**Things to do**
[a] Rewrite the convnet excerpt, everything from "We're about to" down to "model = models.Sequential()", putting "image recognition" in place of "computer vision".
[b] Carry on the convnet excerpt from the point where it stops.

**Selected excerpt**
§ §
We're about to dive into the theory of what convnets are and why they have been so successful at computer vision tasks. First will revisit the MNIST digit example

In [None]:
from keras import layers 
from keras import models

model = models.Sequential()
model.add(layers.Conv2D(32, (3, 3), activation='relu', input_shape=(28, 28, 1)))
model.add(layers.MaxPooling2D(2, 2))
model.add(layers.Conv2D(64, (3, 3), activation='relu'))
model.add(layers.MaxPooling2D(2,2))
model.add(layers.Conv2D(64, (3, 3), activation='relu'))


A convnet takes as input tensors of shape( image_height, image_width, image_channels) (not including the batch dimension). In this case, we'll configure the convnet to process inputs of size (28, 28, 1), which is the format of MNIST images. We did this by passing the argument input_shape=(28, 28, 1) to the first layer.

Let's look at the architecture so far:

In [None]:
model.summary()
§ §
**Supplied entries**
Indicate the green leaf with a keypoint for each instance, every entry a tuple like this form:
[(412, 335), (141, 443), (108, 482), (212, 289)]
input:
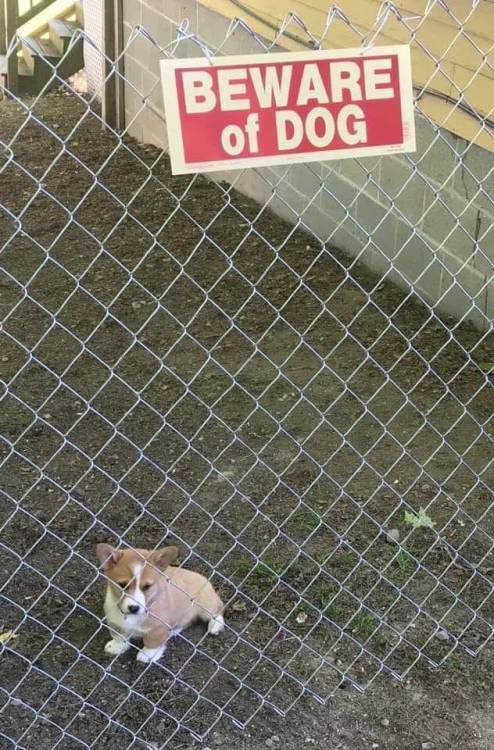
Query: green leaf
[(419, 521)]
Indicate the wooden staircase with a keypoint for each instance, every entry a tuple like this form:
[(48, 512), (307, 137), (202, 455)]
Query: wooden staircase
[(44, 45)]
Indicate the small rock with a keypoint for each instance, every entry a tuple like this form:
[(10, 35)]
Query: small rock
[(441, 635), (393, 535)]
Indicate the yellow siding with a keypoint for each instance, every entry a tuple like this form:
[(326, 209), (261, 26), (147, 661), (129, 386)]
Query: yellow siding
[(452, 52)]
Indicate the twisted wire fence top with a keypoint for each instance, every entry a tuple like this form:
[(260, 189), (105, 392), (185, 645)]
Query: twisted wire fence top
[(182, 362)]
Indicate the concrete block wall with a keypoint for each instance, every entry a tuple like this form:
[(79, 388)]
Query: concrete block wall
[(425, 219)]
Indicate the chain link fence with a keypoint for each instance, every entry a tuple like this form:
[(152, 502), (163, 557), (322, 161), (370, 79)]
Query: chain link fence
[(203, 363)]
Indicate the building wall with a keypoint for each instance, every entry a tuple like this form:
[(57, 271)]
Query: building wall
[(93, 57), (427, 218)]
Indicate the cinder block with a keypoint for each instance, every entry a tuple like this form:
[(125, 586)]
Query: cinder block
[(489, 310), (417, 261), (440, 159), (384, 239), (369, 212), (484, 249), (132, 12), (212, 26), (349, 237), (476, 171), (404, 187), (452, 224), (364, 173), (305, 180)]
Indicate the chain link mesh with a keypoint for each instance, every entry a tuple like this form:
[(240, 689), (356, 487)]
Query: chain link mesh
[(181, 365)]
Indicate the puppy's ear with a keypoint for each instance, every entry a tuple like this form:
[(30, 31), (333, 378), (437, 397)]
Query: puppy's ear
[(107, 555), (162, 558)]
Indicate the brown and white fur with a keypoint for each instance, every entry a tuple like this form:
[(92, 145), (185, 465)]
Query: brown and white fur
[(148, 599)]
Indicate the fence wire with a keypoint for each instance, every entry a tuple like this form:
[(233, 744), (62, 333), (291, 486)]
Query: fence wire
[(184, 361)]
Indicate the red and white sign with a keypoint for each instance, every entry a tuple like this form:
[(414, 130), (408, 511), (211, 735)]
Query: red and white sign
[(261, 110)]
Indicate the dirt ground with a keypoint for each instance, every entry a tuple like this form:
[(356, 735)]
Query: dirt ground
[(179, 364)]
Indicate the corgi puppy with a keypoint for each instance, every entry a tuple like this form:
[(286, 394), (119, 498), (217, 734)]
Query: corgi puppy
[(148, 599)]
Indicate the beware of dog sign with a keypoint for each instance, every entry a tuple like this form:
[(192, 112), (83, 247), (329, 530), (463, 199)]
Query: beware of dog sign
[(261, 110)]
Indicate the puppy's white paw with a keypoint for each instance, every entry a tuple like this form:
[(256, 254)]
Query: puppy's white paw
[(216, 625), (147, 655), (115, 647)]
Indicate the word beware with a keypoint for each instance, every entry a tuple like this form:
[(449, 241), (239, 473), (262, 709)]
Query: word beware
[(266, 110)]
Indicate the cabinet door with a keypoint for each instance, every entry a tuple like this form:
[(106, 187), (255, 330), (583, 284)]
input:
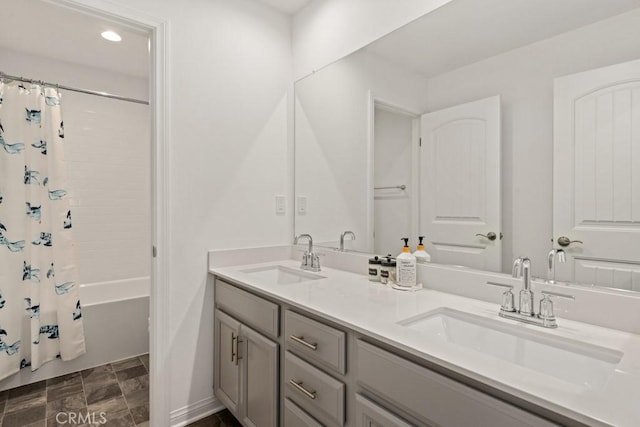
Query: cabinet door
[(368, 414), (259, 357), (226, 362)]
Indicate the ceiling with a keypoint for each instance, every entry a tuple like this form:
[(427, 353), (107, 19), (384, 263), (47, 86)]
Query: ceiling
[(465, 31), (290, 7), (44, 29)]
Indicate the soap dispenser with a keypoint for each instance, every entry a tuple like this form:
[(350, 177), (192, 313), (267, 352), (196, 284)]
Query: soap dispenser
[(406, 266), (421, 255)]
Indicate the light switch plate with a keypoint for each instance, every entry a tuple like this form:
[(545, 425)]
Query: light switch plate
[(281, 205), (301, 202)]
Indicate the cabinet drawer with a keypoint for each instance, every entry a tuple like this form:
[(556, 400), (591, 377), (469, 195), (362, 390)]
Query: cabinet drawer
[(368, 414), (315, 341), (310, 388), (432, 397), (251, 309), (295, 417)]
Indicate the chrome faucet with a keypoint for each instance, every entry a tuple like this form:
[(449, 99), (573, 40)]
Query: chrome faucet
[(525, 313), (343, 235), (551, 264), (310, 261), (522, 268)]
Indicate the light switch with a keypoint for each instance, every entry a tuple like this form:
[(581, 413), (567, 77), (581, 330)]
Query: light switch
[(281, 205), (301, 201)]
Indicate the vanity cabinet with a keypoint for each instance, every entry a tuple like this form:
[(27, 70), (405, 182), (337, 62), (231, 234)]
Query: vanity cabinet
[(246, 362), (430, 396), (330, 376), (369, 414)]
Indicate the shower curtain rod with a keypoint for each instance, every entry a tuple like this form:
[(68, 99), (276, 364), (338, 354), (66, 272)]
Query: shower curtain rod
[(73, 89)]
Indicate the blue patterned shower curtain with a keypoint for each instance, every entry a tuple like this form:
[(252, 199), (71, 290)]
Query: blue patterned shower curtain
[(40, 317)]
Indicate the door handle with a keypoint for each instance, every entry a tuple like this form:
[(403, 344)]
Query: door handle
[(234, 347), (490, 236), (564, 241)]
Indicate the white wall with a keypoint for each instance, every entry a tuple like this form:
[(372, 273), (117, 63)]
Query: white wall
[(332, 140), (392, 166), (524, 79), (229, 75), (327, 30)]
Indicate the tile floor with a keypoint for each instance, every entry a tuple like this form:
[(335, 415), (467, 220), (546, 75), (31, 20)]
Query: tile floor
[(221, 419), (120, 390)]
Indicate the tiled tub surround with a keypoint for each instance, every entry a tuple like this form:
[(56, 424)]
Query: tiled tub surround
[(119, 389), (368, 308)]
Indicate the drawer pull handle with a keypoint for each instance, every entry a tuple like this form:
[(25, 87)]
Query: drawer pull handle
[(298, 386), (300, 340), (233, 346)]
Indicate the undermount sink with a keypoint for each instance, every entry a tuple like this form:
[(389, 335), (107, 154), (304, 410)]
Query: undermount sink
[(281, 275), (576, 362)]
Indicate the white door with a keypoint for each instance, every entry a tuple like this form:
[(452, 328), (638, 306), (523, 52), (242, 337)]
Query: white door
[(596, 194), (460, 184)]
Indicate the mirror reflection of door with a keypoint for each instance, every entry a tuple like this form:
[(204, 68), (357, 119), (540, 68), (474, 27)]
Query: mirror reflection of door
§ §
**Answers provided**
[a]
We're about to dive into the theory of what convnets are and why they have been so successful at image recognition tasks. First will revisit the MNIST digit example

In [None]:
from keras import layers 
from keras import models

model = models.Sequential()

[b]
Model: "sequential_4"
_________________________________________________________________
Layer (type)                 Output Shape              Param #   
conv2d_10 (Conv2D)           (None, 26, 26, 32)        320       
_________________________________________________________________
max_pooling2d_7 (MaxPooling2 (None, 13, 13, 32)        0         
_________________________________________________________________
conv2d_11 (Conv2D)           (None, 11, 11, 64)        18496     
_________________________________________________________________
max_pooling2d_8 (MaxPooling2 (None, 5, 5, 64)          0         
_________________________________________________________________
conv2d_12 (Conv2D)           (None, 3, 3, 64)          36928     
Total params: 55,744
Trainable params: 55,744
Non-trainable params: 0
_________________________________________________________________


The output of every Conv2D and MaxPooling2D layer is a 3D tensor of shape (height, width, channels). The width and height dimensions tend to shrink as you go deeper in the network. The number of channels is controlled by the first argument passed to the Conv2D layers (32 or 64).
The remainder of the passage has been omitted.